PAGINA ->

•••

Sono state le prime parole dopo il funerale di papa Francesco – e non deve essere stato facile trovarle, neanche per un diplomatico di lungo corso come Pietro Parolin. Perché non si trattava di mediazioni, di strategia, di concertare i prossimi passi della Chiesa cattolica Francesco assente. Era piuttosto questione di cuore – di un affetto che chiedeva pressantemente di passare dal tempo che sta appena alle nostre spalle a quel futuro desiderato da Dio che si attesta nei volti delle migliaia di ragazzi e ragazze a cui queste parole erano destinate.

Parolin ha trovato appiglio e sostegno nelle parole del vangelo di questa Domenica in Albis: con i discepoli smarriti e impauriti, sbarrati dietro a delle porte chiuse. Pensando che la separazione fosse il miglior antidoto contro l’assenza del Maestro.

In questa domenica era importante riuscire a consegnare alla generazione di giovani radunatasi a Roma «l’abbraccio della Chiesa e l’affetto di papa Francesco». Certo, devono essere molte le preoccupazioni che attraversano il cuore di don Pietro e occupano la mente del card. Parolin. Le ha espresse, mettendosi dentro la folla che «avverte il turbamento nel cuore» per l’assenza di Francesco.

Immergersi nel popolo amato e considerato da papa Francesco, proprio nel momento in cui si trovava davanti a esso, è stata la via scelta dalle parole di Parolin. Mettendo in risalto quella giuntura fra il Vangelo e il ministero di Francesco che lo ha reso un papa atipico, problematico per molti e affascinante per altrettanti. Dalla parte della folla, dalla parte dei discepoli smarriti, Parolin ha messo in circolo quella disposizione della gioia che è stata «al centro del pontificato» di chi ci ha lasciato da poco.

In principio sta la «gioia del Vangelo, che – come Francesco scriveva in Evangelii gaudium – “riempie il cuore e la vita intera di coloro che si incontrano con Gesù. (…) Con Gesù sempre nasce e rinasce la gioia”».

La Chiesa deve osare la gioia, perché non è scomparsa con l’assente ma si è «impressa soprattutto nei vostri volti, cari ragazzi e adolescenti che siete venuti da tutto il mondo a celebrare il giubileo». Solo una Chiesa che sa guardare questi volti, che come Gesù sa e vuole incontrarli «dove sono», sarà una Chiesa dalla gioia Pasquale per la gioia del mondo.

Quando ti entra dentro, l’affetto per papa Francesco ti fa togliere l’abito dell’ufficio di curia e ti consegna alla vita del pastore che sta tra la sua gente. Ti fa vibrare nella liberazione della fede da gioghi antichi (e moderni) che papa Francesco ha desiderato per ogni donna e ogni uomo che sente, in un qualche modo, di appartenere alla comunità del Signore.

•••

RIGHE DISPONIBILI ->
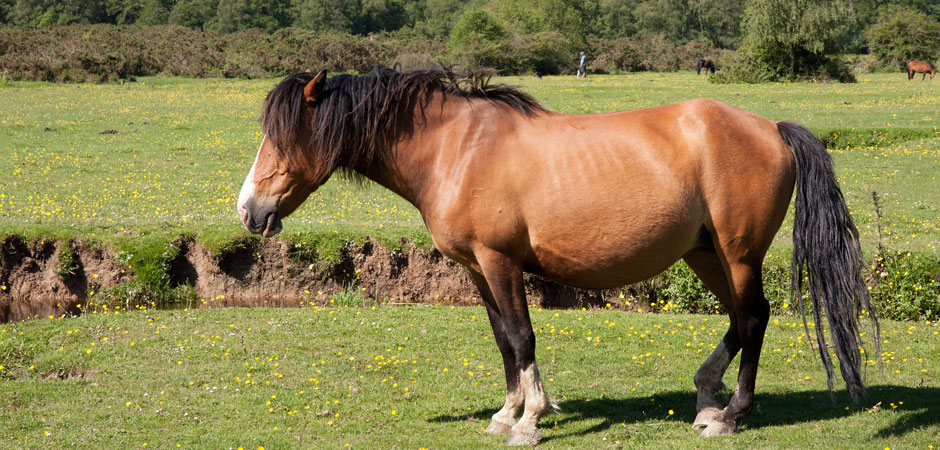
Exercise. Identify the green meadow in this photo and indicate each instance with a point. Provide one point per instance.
(424, 376)
(138, 164)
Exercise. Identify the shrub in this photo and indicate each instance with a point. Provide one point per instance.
(902, 34)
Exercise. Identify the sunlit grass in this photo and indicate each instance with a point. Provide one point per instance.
(182, 147)
(430, 376)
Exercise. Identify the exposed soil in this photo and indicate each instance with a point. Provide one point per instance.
(269, 274)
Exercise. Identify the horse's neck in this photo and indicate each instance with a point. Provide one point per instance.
(409, 168)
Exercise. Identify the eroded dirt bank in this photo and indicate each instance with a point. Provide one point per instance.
(37, 283)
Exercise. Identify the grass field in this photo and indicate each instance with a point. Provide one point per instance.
(170, 161)
(175, 152)
(426, 376)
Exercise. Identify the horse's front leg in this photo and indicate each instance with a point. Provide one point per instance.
(510, 318)
(504, 419)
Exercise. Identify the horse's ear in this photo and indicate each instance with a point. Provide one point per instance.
(313, 88)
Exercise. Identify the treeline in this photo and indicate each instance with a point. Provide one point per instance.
(78, 53)
(715, 22)
(751, 40)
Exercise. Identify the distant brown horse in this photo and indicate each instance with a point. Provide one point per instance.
(706, 64)
(595, 201)
(920, 67)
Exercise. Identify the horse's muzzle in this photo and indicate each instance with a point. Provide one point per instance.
(265, 220)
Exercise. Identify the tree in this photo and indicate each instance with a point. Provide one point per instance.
(717, 21)
(193, 13)
(794, 37)
(42, 13)
(237, 15)
(902, 34)
(323, 15)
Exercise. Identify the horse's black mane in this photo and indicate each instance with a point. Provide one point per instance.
(356, 119)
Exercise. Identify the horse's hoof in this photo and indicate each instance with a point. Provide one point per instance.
(498, 428)
(718, 428)
(519, 437)
(706, 417)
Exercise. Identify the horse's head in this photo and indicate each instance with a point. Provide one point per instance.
(276, 184)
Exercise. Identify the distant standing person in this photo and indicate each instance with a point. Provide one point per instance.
(582, 68)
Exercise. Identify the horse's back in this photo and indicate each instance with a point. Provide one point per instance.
(614, 198)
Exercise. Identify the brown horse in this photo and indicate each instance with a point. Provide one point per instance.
(594, 201)
(920, 67)
(706, 64)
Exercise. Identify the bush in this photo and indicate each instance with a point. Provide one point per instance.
(651, 52)
(741, 67)
(902, 34)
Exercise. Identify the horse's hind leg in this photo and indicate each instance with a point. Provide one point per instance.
(708, 380)
(504, 419)
(751, 313)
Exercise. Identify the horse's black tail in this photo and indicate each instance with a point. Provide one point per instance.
(827, 255)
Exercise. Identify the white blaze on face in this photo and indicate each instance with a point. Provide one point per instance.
(248, 187)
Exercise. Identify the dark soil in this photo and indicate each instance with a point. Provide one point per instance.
(269, 274)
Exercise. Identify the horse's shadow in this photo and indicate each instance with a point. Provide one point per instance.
(775, 409)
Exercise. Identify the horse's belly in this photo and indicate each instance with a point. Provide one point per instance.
(598, 259)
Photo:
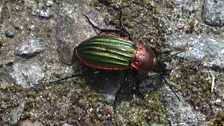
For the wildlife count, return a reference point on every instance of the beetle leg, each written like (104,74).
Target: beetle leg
(122,28)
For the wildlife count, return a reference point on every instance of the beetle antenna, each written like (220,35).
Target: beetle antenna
(122,28)
(172,89)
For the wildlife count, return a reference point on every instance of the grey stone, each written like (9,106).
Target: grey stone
(178,112)
(10,33)
(73,27)
(214,12)
(30,47)
(27,74)
(16,113)
(207,48)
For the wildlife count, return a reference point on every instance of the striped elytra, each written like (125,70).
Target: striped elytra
(107,51)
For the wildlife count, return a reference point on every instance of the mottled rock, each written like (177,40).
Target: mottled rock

•••

COMPITI DA SVOLGERE ->
1. Riporta tutte le righe che contengono la parola "stone", tenendo conto di maiuscole e minuscole.
2. Riprendi il testo sulle parole di Parolin ai giovani dopo il funerale di papa Francesco e proseguilo dopo la sua ultima frase.

RISPOSTE AI COMPITI ->
1.
For the wildlife count, return a reference point on every instance of the grey stone, each written like (9,106).
Target: grey stone

2.
Ti fa vibrare nella memoria del nome di Dio, che papa Francesco ha ripescato dal cuore del Vangelo: se «misericordia è il nome stesso di Dio», allora «nessuno può porre un limite al suo amore misericordioso» – ha detto Parolin ai ragazzi e alle ragazze che aveva davanti a sé.

Certo, il nome di Dio è impronunciabile – si sottrae alle nostre manipolazioni, si scontra con la volontà di confinarlo nelle parole sicure su cui dispone la Chiesa con il suo magistero e i potenti con la loro pretesa di totalità. È impronunciabile, però, soprattutto perché non è una parola, ma una pratica.

Il Dio di Gesù è gesti d’amore, dedizione, cura – e questi gesti sono l’intimità più profonda del suo essere: quella che, quando ci tocca, noi chiamiamo misericordia. E la buona notizia del Vangelo, ricorda Parolin ai ragazzi e alle ragazze, «è anzitutto la scoperta di essere amati da un Dio che ha viscere di compassione e di tenerezza per ciascuno di noi a prescindere dai nostri meriti».

Toccato dal Dio che è gesto, fedele al suo nome che è pratica di dedizione incondizionata a favore di ogni persona, sorpreso da questa gioia, «papa Francesco è stato testimone luminoso di una Chiesa che si china con tenerezza verso chi è ferito e guarisce con il balsamo della misericordia; e ci ha ricordato che non può esserci pace senza il riconoscimento dell’altro, senza l’attenzione a chi è più debole (…)».

L’affetto per papa Francesco è il perno su cui poggia il tempo del mondo e la Chiesa dopo di lui: «il nostro affetto per lui – ha detto Parolin –, che si sta manifestando in queste ore, non deve rimanere una semplice emozione del momento; la sua eredità dobbiamo accoglierla e farla diventare vita vissuta».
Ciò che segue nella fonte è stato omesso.